▶ [Given records]:
◆ ◆ ◆ ◆
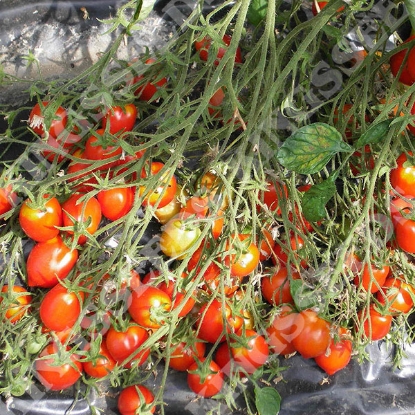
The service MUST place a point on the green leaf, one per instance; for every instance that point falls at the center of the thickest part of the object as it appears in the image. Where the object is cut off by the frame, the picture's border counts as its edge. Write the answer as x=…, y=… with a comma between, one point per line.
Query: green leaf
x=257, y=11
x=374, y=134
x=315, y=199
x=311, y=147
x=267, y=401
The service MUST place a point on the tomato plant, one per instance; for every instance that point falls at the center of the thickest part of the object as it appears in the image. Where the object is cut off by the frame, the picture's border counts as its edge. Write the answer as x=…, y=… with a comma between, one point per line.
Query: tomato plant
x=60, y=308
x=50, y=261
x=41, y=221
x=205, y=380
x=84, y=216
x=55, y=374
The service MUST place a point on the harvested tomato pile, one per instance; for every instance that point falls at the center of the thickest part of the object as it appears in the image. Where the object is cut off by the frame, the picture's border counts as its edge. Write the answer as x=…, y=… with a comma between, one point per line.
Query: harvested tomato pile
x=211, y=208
◆ ◆ ◆ ◆
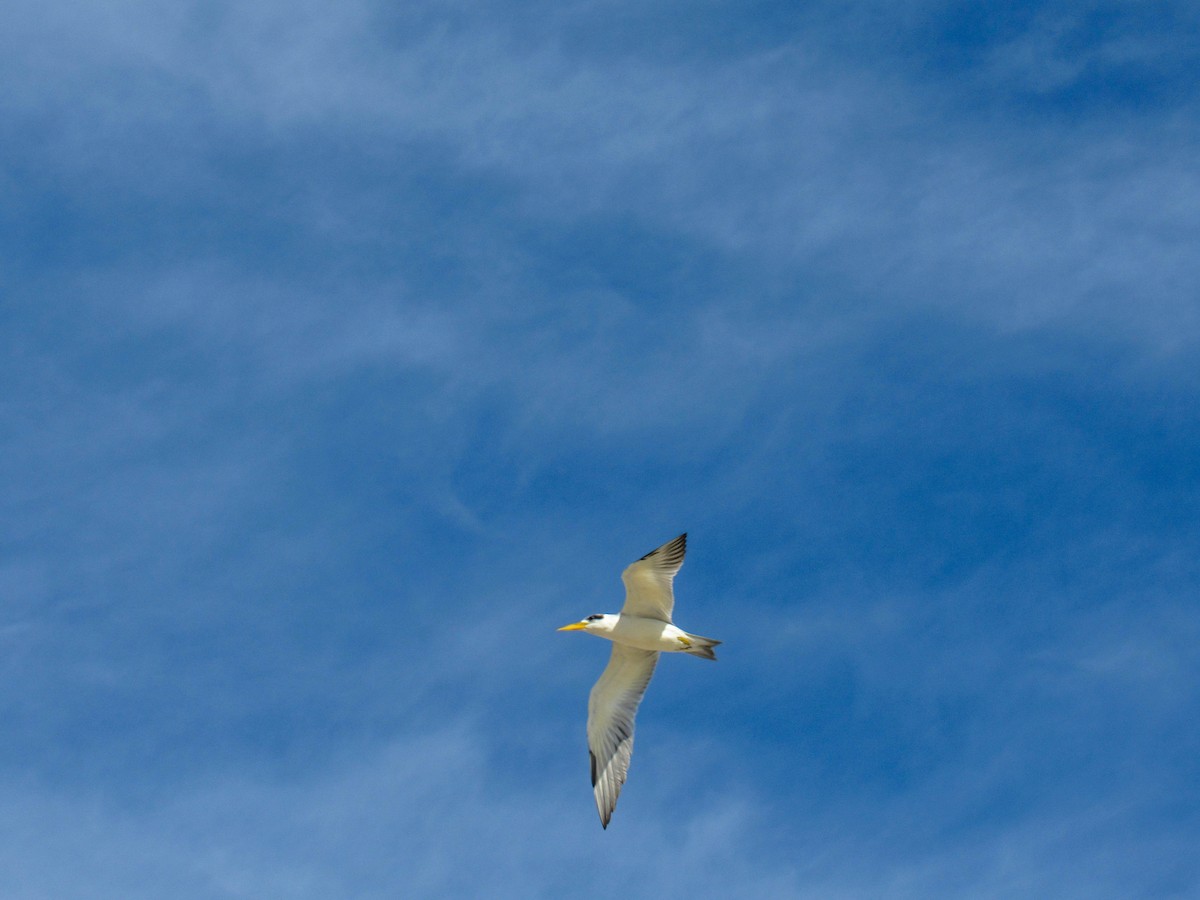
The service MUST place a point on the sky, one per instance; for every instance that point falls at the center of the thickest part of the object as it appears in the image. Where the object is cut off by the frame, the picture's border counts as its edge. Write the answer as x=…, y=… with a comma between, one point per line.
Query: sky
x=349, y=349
◆ ◆ ◆ ◆
▶ [Set task]:
Give the lines in the stretch from the one containing "The service MUST place a point on the green" through the one containing "x=55, y=374", both included, as a numbered list with blank lines omitted.

▶ [Solution for this task]:
1. The service MUST place a point on the green leaf, one per instance; for every instance that point falls at the center of the thickest part of the object as it appears in the image. Where the object is cut off by the frame, the picture's border counts as its edge. Write the answer as x=…, y=… with a comma between, one point per line.
2. Query: green leaf
3. x=257, y=11
4. x=374, y=134
5. x=315, y=199
6. x=311, y=147
7. x=267, y=401
8. The service MUST place a point on the tomato plant, one per instance; for every instance that point falls at the center of the thickest part of the object as it appears in the image. Where the object is cut off by the frame, the picture's border counts as its edge. Write the answer as x=…, y=… with a comma between, one point per line.
9. Query: tomato plant
10. x=60, y=308
11. x=50, y=261
12. x=41, y=221
13. x=205, y=380
14. x=84, y=216
15. x=55, y=374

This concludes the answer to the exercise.